- **SOURCE EXCERPT**:
Metropolis: The Chase Suite, sometimes known as Metropolis: Suite I (The Chase),  is the debut extended play (EP) by American recording artist Janelle Monáe, released August 24, 2007 on Bad Boy Records. Produced by Monáe, Control Z, and Chuck Lightning, the EP constitutes the first installment of Monáe's seven-part Metropolis conceptual series.

The EP debuted at number 115 on the US Billboard 200 chart, selling 5,200 copies in its first week. It was re-released as a special edition on August 12, 2008 and produced three singles, "Violet Stars Happy Hunting!!!", "Sincerely, Jane.", and "Many Moons".

Upon its release, Metropolis: Suite I (The Chase) received critical acclaim from music critics, with "Many Moons" being nominated for Best Urban/Alternative Performance at the 51st Annual Grammy Awards.

Concept
Metropolis: Suite I (The Chase) is the first installment of Monáe's seven-part Metropolis conceptual series, inspired by Fritz Lang's science fiction classic film, Metropolis (1927). It follows a fictional tale of android Cindi Mayweather who is mass-produced in the year 2719 for a market filled with severe social stratification. Mayweather falls in love with a human, and is sentenced to disassembly.

Critical reception

Metropolis received critical acclaim upon its release. Mark Nero from About.com gave the EP a positive review saying "Though she's new to the mainstream, the quirky, highly-talented singer Janelle Monae has been putting out music for years. ... If you've heard the original version of the EP, there's no need to pick this up unless you're a diehard fan, but if this is your first exposure to Janelle's music, you're in for a treat. Hip-Hop DX gave the EP a positive review saying, "Even without the random interplanetary references and notions of forbidden robot love, Metropolis has the type of production that takes its cues from something made in the past, as well as the future. The drums hit hard, and when combined with the synth keys, strings and the occasional electric guitar, they make for an oddly enjoyable mix." The Kansas City Star gave the EP a positive review.

[Point placement records]
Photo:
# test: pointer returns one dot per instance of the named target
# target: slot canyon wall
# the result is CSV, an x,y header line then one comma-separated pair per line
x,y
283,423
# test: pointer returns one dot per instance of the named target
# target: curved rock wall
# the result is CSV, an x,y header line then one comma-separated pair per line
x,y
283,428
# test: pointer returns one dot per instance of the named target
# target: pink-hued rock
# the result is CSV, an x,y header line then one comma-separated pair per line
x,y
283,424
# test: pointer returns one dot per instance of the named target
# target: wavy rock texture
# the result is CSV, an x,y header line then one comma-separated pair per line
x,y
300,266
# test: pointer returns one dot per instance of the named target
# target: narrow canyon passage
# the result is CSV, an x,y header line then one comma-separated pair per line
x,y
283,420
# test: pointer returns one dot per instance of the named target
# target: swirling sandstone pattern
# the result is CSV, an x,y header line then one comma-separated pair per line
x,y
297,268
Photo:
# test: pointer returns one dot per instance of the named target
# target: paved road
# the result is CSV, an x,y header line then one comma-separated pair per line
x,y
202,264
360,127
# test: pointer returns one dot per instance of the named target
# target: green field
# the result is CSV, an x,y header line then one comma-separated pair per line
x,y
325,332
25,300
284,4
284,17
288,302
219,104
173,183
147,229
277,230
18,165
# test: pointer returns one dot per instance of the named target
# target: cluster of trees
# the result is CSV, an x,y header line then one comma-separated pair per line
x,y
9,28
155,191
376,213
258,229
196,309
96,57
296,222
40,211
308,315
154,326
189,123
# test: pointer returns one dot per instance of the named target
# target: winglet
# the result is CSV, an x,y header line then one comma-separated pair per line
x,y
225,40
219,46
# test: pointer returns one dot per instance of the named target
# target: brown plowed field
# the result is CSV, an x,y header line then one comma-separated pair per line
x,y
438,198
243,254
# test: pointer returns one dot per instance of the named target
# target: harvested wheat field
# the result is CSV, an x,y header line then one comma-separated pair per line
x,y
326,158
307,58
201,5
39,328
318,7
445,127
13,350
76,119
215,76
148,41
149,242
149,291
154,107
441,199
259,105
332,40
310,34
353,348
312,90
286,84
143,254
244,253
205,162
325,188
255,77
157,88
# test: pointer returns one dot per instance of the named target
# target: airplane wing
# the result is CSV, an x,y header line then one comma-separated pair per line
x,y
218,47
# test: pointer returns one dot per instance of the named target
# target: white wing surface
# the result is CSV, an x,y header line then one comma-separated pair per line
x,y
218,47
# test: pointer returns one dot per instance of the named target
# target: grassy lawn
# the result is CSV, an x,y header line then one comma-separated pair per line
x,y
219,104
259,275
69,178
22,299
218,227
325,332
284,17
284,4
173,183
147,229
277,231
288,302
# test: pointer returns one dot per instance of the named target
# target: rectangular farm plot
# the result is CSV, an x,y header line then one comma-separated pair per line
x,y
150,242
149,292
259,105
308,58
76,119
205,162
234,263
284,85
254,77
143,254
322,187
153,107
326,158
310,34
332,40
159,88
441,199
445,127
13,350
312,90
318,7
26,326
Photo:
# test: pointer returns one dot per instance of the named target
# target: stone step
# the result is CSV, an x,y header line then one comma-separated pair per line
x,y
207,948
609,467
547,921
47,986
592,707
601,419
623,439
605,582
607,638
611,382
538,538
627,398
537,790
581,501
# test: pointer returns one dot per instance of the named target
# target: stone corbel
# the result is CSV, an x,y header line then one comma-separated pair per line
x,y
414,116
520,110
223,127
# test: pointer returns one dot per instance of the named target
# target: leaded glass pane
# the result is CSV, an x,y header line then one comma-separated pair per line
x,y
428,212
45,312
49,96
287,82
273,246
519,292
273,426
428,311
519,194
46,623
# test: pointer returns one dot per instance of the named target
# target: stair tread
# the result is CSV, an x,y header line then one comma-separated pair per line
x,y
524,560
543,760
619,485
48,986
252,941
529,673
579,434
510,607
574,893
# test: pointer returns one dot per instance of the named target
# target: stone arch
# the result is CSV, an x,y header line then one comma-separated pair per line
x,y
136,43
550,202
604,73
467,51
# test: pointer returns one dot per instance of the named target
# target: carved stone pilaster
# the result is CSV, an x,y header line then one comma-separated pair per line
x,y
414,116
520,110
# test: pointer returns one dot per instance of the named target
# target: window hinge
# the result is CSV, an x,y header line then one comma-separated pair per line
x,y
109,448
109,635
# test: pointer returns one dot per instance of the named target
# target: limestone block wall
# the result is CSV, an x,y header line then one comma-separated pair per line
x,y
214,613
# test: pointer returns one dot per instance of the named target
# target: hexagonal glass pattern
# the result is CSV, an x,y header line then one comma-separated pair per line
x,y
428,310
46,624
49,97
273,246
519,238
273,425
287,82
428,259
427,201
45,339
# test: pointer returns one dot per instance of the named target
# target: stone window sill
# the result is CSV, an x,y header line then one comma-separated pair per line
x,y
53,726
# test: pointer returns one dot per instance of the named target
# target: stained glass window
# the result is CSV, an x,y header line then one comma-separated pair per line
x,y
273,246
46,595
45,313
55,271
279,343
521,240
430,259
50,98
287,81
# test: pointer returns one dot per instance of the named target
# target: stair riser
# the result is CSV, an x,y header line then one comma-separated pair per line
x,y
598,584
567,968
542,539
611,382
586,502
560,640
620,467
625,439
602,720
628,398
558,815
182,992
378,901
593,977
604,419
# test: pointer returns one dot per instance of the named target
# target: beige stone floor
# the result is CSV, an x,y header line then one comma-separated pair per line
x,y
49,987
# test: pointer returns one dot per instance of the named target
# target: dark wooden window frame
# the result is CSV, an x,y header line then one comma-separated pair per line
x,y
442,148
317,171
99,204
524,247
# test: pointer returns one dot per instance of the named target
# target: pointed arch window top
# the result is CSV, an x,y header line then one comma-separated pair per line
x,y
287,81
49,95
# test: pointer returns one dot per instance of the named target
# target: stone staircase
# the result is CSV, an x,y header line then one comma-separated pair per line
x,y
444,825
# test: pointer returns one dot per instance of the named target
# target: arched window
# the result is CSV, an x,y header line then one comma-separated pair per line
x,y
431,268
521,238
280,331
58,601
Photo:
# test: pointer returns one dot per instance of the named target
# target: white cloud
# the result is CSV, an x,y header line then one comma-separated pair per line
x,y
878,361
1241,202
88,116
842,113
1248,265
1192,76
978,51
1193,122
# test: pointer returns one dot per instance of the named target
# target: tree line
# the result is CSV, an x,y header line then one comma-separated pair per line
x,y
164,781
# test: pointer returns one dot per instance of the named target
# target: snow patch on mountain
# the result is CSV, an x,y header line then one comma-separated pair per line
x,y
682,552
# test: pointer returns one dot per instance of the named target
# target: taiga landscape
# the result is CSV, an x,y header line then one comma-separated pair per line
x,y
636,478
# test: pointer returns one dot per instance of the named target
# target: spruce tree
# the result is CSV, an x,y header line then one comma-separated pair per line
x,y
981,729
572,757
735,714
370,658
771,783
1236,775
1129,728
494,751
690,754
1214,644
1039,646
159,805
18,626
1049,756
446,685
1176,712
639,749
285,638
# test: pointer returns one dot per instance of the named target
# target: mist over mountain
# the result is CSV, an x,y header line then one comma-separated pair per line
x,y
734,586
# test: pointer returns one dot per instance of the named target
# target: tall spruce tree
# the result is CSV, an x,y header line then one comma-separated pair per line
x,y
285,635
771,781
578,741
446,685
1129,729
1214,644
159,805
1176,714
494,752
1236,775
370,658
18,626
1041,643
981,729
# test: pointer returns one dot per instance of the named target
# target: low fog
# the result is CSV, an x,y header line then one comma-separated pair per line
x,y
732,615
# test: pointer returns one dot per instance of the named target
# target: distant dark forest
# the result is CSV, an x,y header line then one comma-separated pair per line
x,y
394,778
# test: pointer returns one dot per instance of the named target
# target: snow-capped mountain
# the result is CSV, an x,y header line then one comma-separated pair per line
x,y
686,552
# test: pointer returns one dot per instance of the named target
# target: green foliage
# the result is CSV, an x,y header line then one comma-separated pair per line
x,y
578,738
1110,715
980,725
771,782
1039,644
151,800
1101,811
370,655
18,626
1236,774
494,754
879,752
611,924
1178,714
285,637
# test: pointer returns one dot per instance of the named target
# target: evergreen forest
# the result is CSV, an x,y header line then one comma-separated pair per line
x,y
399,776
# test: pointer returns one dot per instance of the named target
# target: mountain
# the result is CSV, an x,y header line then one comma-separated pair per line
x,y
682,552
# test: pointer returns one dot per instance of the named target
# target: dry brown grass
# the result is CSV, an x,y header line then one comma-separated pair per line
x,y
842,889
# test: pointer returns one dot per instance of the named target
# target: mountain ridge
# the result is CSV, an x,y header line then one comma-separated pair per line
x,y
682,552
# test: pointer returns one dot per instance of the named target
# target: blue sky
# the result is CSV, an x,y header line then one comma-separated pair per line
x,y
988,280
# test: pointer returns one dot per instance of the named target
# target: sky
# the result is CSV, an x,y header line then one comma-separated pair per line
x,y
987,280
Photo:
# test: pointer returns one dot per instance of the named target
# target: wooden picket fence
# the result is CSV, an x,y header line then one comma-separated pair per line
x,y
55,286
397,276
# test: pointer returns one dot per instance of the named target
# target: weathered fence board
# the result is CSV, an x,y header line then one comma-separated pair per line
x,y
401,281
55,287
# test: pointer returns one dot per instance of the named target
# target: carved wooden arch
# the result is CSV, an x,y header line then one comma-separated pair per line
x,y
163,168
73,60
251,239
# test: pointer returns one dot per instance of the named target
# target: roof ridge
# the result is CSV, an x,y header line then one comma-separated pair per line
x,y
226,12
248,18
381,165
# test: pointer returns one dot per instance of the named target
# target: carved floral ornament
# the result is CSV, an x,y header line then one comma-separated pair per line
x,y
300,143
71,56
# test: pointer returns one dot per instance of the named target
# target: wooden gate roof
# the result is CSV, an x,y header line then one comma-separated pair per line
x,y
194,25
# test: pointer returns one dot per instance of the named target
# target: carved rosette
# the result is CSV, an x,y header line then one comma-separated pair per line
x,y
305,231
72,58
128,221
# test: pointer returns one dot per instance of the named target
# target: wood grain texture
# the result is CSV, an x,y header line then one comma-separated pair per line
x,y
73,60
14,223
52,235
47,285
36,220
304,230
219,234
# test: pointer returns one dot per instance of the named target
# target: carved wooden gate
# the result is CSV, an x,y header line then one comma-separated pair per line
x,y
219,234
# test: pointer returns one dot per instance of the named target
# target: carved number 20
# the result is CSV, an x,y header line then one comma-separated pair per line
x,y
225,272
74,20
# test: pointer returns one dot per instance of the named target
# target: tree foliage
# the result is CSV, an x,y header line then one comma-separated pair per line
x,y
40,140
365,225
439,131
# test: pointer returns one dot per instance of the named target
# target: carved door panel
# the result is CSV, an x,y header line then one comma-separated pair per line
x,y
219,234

- **GOAL OF THE EXERCISE**: Reproduce word for word the part of the Metropolis EP article above starting at "Upon its release, Metropolis: Suite" and ending at "sentenced to disassembly.".

- **EXPECTED OUTPUT**:
Upon its release, Metropolis: Suite I (The Chase) received critical acclaim from music critics, with "Many Moons" being nominated for Best Urban/Alternative Performance at the 51st Annual Grammy Awards.

Concept
Metropolis: Suite I (The Chase) is the first installment of Monáe's seven-part Metropolis conceptual series, inspired by Fritz Lang's science fiction classic film, Metropolis (1927). It follows a fictional tale of android Cindi Mayweather who is mass-produced in the year 2719 for a market filled with severe social stratification. Mayweather falls in love with a human, and is sentenced to disassembly.